**Extract to read:**
Finance
Joseph Stiglitz says the US has a major ‘monopoly problem’
-
Economist Joseph Stiglitz believes the United States
has a monopoly problem. -
He points to a growing market concentration across
major industries like pharmaceuticals and telecom to be the
result of a failure to keep antitrust laws updated. -
He considers a decrease in competition to be both the
result of, and further cause of, wealth inequality, which in
turn slows overall economic growth. -
This post is part of Business Insider’s ongoing series
on Better
Capitalism.
President Donald Trump has said for years that Amazon could
require an “antitrust
situation” and, with very different motivations, Sen. Bernie
Sanders of Vermont has been fighting against what he deems
Amazon’s abuse of its unmatched power over its employees.
And Massachusetts Sen. Elizabeth
Warren has been the most vocal figure in Washington calling
for breaking down what she considers America’s monopolies in the
airline and health care industries, among others.
For Joseph Stiglitz, a Nobel Prize-winning economist with
Columbia University, talk of monopolies in the United States goes
beyond partisan political rhetoric.
As he said
in a talk given last year:
“We seem no longer to control our own destinies. If we don’t like
our Internet company or our cable TV, we either have no place to
turn, or the alternative is no better. Monopoly corporations are
the primary reason that drug prices in the United States are
higher than anywhere else in the world. Whether we like it or
not, a company like Equifax can gather data about us, and then
blithely take insufficient cybersecurity measures, exposing half
the country to the risk of identity fraud, and then charge us for
but a partial restoration of the security that we had before a
major breach.”
Sure, comparing the steel monopoly of America’s Gilded Age of the
late 19th century to the concentration of power Big Pharma has
today in our “New Gilded Age” is a stretch, but in both cases
they were both the result of, and drivers of, further economic
inequality.
In an
interview with Business Insider in March, Stiglitz argued
that a foundation of the income inequality that has been rising
in the US since the 1980s was the free market ideology championed
by the Chicago school of economics.
Basically, the Chicago school argues that the “invisible hand” of
the market is capable of correcting itself; in the case of a
monopoly, for instance, “monopoly power would only be temporary,
and the ensuing contest to become the monopolist [would maximize]
innovation and consumer welfare,” as Stiglitz put it in his
speech.

**Data extracts:**
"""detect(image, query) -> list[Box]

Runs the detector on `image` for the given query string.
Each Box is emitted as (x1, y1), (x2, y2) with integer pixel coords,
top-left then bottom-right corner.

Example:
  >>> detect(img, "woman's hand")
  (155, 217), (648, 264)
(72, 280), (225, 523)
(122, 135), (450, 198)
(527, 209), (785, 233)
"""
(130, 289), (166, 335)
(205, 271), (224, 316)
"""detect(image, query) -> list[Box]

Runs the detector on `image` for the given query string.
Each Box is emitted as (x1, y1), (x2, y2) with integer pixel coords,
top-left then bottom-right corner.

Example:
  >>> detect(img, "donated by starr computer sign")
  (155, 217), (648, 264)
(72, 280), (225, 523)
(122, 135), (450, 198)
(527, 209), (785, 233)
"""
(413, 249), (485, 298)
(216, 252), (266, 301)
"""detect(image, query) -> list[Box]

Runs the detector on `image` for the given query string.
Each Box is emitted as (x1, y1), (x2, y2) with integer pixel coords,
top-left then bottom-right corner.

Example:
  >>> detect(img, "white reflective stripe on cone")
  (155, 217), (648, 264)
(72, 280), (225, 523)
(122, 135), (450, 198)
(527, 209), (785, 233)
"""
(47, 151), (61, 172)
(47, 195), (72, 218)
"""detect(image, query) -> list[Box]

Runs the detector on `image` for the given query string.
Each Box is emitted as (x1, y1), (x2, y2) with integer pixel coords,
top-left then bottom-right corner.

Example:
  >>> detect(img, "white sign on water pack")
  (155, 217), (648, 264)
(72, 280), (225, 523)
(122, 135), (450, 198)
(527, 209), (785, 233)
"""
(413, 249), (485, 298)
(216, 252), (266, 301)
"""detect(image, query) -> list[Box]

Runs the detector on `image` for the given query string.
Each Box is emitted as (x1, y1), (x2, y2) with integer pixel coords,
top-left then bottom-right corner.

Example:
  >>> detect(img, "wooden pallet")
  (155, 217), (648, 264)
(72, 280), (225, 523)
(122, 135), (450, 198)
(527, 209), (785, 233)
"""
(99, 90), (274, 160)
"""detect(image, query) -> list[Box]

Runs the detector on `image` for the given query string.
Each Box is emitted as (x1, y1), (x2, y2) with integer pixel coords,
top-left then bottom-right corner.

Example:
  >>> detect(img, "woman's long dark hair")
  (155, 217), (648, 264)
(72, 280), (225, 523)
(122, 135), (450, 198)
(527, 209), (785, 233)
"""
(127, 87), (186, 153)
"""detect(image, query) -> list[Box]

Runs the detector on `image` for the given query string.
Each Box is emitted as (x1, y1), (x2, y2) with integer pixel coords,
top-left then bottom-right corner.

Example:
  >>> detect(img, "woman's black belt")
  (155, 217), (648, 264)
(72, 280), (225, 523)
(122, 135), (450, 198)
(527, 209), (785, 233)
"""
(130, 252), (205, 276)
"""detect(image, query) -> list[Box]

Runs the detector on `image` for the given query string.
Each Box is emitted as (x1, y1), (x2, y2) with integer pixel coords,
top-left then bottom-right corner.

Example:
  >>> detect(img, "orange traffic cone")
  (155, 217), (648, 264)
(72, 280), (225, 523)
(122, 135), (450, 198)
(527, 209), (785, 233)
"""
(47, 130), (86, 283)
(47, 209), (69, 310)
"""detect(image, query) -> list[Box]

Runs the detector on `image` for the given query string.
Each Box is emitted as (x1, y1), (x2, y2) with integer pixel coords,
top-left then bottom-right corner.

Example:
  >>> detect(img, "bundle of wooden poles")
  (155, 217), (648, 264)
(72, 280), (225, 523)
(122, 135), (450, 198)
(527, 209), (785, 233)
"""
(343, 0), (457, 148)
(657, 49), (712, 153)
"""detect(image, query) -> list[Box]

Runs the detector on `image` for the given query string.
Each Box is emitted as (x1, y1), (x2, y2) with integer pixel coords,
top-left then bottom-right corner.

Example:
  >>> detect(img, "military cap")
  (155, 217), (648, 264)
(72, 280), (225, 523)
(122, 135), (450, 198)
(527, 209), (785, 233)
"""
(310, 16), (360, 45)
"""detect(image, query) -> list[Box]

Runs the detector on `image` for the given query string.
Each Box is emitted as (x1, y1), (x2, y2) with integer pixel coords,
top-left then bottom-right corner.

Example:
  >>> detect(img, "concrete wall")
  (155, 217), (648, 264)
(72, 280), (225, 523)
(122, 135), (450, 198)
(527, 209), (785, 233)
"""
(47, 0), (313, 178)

**Exercise description:**
Answer these about the Stiglitz article:
1. Which university is Joseph Stiglitz with?
2. Which state does Sen. Elizabeth Warren represent?
3. Since which decade has income inequality been rising in the US, according to Stiglitz?
The lines above come from a separate source, not from the Stiglitz article.

**Exercise output:**
1. Columbia University
2. Massachusetts
3. The 1980s